TEXT EXCERPT -
┄┄┄┄┄┄┄┄┄┄
Neuropathic pain is debilitating, and when chronic, it significantly affects the patient physically, psychologically, and socially. The neurobehavior of animals used as a model for chronic constriction injury seems analogous to the neurobehavior of humans with neuropathic pain. However, no data depicting the severity of histomorphological alterations of the nervous system associated with graded changes in neurobehavior are available. To determine the severity of histomorphological alteration related to neurobehavior, the authors created a model of chronic constrictive injury of varying intensity in rats and used the CatWalk XT system to evaluate neurobehavior.

Methods

A total of 60 Sprague-Dawley rats, weighing 250–300 g each, were randomly assigned to 1 of 5 groups that would receive sham surgery or 1, 2, 3, or 4 ligatures of 3-0 chromic gut loosely ligated around the left sciatic nerve. Neurobehavior was assessed by CatWalk XT, thermal hyperalgesia, and mechanic allodynia before injury and periodically after injury. The nerve tissue from skin to dorsal spinal cord was obtained for histomorphological analysis 1 week after injury, and brain evoked potentials were analyzed 4 weeks after injury.
┄┄┄┄┄┄┄┄┄┄
TO DO -
**A)** Answer the following questions using the text on chronic constriction injury in rats.
(i) Which system did the authors use to evaluate neurobehavior?
(ii) How many rats were used, and of what strain?
(iii) How long after injury were brain evoked potentials analyzed?
**B)** Write the next part of the text on chronic constriction injury in rats, continuing from its final sentence.

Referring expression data
┄┄┄┄┄┄┄┄┄┄
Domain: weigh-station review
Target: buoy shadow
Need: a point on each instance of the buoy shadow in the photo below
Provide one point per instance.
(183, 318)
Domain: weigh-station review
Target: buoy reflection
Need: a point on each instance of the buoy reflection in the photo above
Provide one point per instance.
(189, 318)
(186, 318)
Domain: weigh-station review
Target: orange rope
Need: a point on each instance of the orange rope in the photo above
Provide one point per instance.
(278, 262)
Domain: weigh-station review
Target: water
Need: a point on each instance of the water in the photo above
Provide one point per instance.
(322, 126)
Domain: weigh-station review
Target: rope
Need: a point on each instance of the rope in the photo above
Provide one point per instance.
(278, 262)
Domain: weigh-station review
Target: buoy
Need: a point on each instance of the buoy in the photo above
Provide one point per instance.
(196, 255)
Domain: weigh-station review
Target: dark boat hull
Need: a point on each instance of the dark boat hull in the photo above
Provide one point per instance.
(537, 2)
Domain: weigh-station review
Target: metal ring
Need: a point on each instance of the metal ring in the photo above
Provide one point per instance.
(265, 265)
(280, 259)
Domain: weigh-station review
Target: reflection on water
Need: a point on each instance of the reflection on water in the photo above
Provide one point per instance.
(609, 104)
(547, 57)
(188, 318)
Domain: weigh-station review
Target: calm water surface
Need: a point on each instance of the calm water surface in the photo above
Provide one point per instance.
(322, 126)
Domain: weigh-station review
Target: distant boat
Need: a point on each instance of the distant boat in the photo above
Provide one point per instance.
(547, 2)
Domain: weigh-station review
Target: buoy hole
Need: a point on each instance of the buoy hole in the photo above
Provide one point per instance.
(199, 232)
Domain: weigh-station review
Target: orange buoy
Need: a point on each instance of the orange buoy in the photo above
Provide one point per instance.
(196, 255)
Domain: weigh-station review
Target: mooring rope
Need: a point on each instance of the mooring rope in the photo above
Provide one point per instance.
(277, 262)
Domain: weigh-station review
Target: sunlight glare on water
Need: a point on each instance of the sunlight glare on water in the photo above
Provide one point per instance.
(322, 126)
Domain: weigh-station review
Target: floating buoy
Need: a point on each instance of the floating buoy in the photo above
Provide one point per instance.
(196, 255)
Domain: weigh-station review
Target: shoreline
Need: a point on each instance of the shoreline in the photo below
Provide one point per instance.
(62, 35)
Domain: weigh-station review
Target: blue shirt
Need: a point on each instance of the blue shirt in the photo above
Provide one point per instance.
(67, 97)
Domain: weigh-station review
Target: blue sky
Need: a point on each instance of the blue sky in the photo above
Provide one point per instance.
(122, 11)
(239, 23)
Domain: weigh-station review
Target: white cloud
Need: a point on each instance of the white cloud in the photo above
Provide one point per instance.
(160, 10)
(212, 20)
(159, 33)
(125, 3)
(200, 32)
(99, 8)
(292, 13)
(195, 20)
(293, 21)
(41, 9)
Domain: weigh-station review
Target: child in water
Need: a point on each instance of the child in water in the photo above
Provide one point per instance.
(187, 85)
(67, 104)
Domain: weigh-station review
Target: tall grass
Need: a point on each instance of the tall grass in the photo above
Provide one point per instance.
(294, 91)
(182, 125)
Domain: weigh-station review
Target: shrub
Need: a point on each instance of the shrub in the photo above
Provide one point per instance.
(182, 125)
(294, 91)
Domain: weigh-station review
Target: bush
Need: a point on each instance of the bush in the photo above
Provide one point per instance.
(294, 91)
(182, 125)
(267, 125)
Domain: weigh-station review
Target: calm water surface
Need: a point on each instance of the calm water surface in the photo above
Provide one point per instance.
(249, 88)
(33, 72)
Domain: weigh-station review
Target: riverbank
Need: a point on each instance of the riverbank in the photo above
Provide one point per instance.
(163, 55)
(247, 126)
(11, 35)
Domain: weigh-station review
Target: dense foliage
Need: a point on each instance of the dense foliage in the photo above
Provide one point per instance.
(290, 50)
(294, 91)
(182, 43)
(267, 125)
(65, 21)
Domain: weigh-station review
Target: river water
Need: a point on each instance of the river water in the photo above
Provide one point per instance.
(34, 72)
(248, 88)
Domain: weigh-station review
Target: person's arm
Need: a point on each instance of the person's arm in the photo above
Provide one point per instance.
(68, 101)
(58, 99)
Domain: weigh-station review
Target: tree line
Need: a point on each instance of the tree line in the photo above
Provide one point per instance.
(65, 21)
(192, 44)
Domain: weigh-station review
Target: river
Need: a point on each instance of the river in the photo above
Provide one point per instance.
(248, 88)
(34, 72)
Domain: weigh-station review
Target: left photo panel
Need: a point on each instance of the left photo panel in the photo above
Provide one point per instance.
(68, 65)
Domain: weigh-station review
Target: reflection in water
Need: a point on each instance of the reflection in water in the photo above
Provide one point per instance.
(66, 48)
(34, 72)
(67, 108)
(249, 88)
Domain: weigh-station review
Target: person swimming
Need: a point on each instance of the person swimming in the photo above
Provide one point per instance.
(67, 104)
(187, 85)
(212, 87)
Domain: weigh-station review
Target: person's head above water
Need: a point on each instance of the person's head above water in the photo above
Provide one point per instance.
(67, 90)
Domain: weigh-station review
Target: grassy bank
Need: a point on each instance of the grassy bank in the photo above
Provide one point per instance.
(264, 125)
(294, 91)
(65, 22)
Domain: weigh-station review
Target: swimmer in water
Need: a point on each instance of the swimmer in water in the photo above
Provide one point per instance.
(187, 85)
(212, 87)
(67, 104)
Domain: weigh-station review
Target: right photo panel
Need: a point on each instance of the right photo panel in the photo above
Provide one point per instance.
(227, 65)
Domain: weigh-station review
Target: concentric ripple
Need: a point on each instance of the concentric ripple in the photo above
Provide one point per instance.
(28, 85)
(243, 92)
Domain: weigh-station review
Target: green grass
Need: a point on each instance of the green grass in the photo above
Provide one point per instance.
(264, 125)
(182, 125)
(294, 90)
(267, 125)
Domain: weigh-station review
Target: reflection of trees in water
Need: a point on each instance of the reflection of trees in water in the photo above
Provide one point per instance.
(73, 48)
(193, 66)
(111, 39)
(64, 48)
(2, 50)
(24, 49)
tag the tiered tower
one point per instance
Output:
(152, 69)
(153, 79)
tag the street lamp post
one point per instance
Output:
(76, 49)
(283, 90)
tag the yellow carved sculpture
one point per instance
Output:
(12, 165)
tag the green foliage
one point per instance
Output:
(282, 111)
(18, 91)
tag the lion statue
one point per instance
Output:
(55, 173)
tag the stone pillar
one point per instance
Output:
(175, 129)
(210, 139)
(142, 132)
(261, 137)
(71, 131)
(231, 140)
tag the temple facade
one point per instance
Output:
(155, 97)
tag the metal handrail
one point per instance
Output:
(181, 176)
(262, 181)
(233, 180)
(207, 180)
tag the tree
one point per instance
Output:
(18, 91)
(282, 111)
┄┄┄┄┄┄┄┄┄┄
ANSWER SET -
**A)**
(i) The CatWalk XT system.
(ii) 60 Sprague-Dawley rats.
(iii) 4 weeks after injury.

**B)**
Results.

Significant differences in expression of nerve growth factor existed in skin, and the differences were associated with the intensity of nerve injury. After injury, expression of cluster of differentiation 68 and tumor necrosis factor–α was increased, and expression of S100 protein in the middle of the injured nerve was decreased. Increased expression of synaptophysin in the dorsal root ganglion and dorsal spinal cord correlated with the intensity of injury. The amplitude of sensory evoked potential increased with greater severity of nerve damage. Mechanical allodynia and thermal hyperalgesia did not differ significantly among treatment groups at various time points. CatWalk XT gait analysis indicated significant differences for print areas, maximum contact maximum intensity, stand phase, swing phase, single stance, and regular index, with sham and/or intragroup comparisons.

Conclusions.

Histomorphological and electrophysiological alterations were associated with severity of nerve damage. Subtle neurobehavioral differences were detected by the CatWalk XT system but not by mechanical allodynia or thermal hyperalgesia. Thus, the CatWalk XT system should be a useful tool for monitoring changes in neuropathic pain, especially subtle alterations.